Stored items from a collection
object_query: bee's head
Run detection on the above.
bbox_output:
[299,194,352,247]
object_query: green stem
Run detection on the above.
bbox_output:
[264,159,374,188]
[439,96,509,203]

● **Work to be completed**
Exactly as written above, copy out all the records.

● **Written solution**
object_query: bee's head
Run detection on the above.
bbox_output:
[299,194,352,247]
object_query: green stem
Run detection on the above.
bbox_output:
[264,159,374,188]
[439,96,509,203]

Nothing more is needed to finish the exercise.